:: Page text ::
Fin and Feather

We held my mother's celebration of life over the weekend.  It was incredibly affirming to me, and I hope to those in attendance.

My sister's in-laws, Hank and Lil were there - I had forgotten how much I like them.  It had been 20 years.  My husband's cousins, Susan and Phillip were there.  I will never forget how much I like them.  My mother's childhood best friend and her husband.  My favorite HS teacher and her husband.  My Atlanta best friend, my Nashville best friend.  My neighbor/friend - who I grew up with. My mountain sisters.  Three of Mom's nursing school friends, one with her husband.  Two of three cousins, several of their kids, and even some of the kids' kids.  

In all, there were about sixty people there to say goodbye to my mother.  Which is impressive.
:::
:: Data shown ::
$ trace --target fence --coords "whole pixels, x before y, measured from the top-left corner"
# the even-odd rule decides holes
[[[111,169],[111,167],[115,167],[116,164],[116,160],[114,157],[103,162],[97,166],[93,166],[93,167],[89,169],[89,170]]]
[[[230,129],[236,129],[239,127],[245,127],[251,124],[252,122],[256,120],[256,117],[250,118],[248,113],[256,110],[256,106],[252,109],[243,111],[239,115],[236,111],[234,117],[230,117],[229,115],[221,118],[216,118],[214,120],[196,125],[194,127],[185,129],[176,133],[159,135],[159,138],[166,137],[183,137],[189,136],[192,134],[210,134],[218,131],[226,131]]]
:::
Request 1:
Reproduce the passage from the celebration of life post starting at "My sister's in-laws, Hank" and ending at "Which is impressive.".
Request 2:
Give every person mentioned by first name in the celebration of life post.

Exercise answer 1:
My sister's in-laws, Hank and Lil were there - I had forgotten how much I like them.  It had been 20 years.  My husband's cousins, Susan and Phillip were there.  I will never forget how much I like them.  My mother's childhood best friend and her husband.  My favorite HS teacher and her husband.  My Atlanta best friend, my Nashville best friend.  My neighbor/friend - who I grew up with. My mountain sisters.  Three of Mom's nursing school friends, one with her husband.  Two of three cousins, several of their kids, and even some of the kids' kids.  

In all, there were about sixty people there to say goodbye to my mother.  Which is impressive.

Exercise answer 2:
Hank
Lil
Susan
Phillip